**Travail demandé:**
[1] D'après la critique de Luisa Fernanda, qui dirige l'orchestre de cette nouvelle production ?
[2] Poursuivez la critique de Luisa Fernanda à partir de sa dernière phrase.

___ Texte du document

Le Teatro de la Zarzuela poursuit donc vaillamment sa saison lyrique. Dernière nouvelle production programmée : Luisa Fernanda, célèbre zarzuela de Federico Moreno Torroba (1891-1982) qui depuis sa création en 1932 n’a pas quitté l’affiche des théâtres espagnols, mais pas uniquement puisqu’elle avait donnée entre autres au Theater an der Wien en 2008 et en 2003 à la Scala de Milan. L’œuvre a été longtemps portée par Plácido Domingo, comme à Vienne et à la Scala (et au disque par deux enregistrements, pour Auvidis-Valois et DG), et le ténor-baryton était du reste prévu pour cette nouvelle production mais s’est vu contraint de renoncer à sa participation (pour les raisons que l’on devine). Aléas des temps qui courent…
Présentée depuis le 28 janvier et devant se poursuivre jusqu’au 14 février face au public, avec deux distributions en alternance, la représentation a été captée pour un streaming comme il est désormais de règle, ce 10 février. Représentation à laquelle nous avons assisté, sur écran donc. On notera, ce qui est tout à l’honneur de la vocation voulue générale du Teatro de la Zarzuela, que la production se présente sous des auspices internationaux, avec un metteur en scène italien, Davide Livermore, et un chef d’orchestre britannique, Karel Mark Chichon (par ailleurs époux de la mezzo lettone Elīna Garanča – international, disions-nous !). Excellente chose, qui montrerait que ce répertoire a vocation à essaimer au-delà du monde hispanique. On comprend alors d’autant moins que la version streaming se contente de surtitres uniquement en espagnol. À l’encontre de la version offerte sur le vif au théâtre, qui conjugue des surtitres en anglais et dans la langue autochtone comme la plupart des théâtres lyriques.

______
___ Entrées répertoriées

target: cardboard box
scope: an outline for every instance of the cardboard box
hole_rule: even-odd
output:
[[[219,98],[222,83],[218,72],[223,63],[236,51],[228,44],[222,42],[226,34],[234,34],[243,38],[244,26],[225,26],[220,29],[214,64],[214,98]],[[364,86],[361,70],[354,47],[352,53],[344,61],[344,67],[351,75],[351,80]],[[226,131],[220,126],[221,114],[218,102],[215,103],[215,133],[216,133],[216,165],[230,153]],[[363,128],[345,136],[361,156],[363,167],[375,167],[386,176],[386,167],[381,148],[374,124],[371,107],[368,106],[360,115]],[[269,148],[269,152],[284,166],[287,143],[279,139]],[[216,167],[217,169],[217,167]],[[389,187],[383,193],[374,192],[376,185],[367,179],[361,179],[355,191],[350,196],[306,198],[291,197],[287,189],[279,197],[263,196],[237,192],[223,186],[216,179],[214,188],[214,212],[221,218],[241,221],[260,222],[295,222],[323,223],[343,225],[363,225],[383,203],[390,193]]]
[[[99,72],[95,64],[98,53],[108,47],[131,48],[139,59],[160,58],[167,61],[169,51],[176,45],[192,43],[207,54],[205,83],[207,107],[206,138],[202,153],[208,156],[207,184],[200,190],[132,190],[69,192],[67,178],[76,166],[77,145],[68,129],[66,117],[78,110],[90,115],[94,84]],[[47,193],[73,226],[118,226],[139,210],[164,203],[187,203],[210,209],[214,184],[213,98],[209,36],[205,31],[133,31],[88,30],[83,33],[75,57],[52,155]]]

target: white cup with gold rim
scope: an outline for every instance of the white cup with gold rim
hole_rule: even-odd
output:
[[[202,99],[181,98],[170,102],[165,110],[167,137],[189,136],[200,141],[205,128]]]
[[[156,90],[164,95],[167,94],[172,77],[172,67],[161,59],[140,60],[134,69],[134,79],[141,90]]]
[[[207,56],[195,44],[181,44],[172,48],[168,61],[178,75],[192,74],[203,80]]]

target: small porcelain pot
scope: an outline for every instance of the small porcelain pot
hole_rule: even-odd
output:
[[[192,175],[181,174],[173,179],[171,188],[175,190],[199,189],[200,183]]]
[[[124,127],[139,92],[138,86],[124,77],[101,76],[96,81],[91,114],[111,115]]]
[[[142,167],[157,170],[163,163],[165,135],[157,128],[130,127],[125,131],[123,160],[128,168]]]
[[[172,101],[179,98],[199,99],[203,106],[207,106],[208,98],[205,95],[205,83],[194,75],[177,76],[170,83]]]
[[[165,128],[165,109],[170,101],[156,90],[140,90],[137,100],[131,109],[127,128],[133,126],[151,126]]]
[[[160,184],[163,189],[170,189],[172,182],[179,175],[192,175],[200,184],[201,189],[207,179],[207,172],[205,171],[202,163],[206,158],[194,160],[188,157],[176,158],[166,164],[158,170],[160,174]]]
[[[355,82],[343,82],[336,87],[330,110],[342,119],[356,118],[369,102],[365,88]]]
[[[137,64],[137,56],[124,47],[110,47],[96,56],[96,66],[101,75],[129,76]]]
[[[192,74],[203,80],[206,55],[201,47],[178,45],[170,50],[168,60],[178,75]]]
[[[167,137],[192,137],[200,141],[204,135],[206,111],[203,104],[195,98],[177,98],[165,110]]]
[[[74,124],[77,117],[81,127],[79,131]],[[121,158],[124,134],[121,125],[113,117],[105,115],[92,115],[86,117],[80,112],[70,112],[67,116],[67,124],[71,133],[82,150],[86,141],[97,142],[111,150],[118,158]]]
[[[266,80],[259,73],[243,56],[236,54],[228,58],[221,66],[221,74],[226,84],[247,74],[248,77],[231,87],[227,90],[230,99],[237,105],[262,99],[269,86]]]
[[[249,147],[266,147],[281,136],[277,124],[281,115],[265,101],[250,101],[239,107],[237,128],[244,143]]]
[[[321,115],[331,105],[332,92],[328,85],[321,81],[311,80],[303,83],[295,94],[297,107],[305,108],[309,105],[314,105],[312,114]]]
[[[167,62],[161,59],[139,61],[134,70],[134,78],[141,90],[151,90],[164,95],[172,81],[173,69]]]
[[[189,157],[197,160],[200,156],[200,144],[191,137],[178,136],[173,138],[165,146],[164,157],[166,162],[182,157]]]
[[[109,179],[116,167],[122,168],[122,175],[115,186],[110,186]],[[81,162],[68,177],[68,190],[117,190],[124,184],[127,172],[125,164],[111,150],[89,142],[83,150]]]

______

**Réponses:**
[1] Le chef d'orchestre britannique Karel Mark Chichon.

[2]
© Javier del Real
Luisa Fernanda se veut néanmoins de facture très ibérique, qui narre des amours contrariées (comme de juste) dans un contexte de Madrid et de la province d’Estrémadure en époque de la première république, avec un arrière-fond politique et social (et ce cri au centre du livret : « ¡Viva la libertad ! » qui ne dut pas en son temps passer inaperçu). Ce fut ainsi un des grands triomphes de la zarzuela des jours de la seconde république espagnole. Il y a donc trois personnages principaux, l’héroïne, Luisa, et ses deux prétendants, Vidal et Javier, pour une histoire douce-amère, le beau rôle et promis de toujours, Vidal, délaissé pour finir face au jeune coq arrogant, Javier. Le tout, au détour d’une inspiration musicale d’exception, avec des airs et duos d’un souffle étreignant de tension lyrique (quelque peu vériste) qui ont pu faire dire à Domingo : « Je ne peux chanter certaines phrases sans avoir la gorge nouée. » (2)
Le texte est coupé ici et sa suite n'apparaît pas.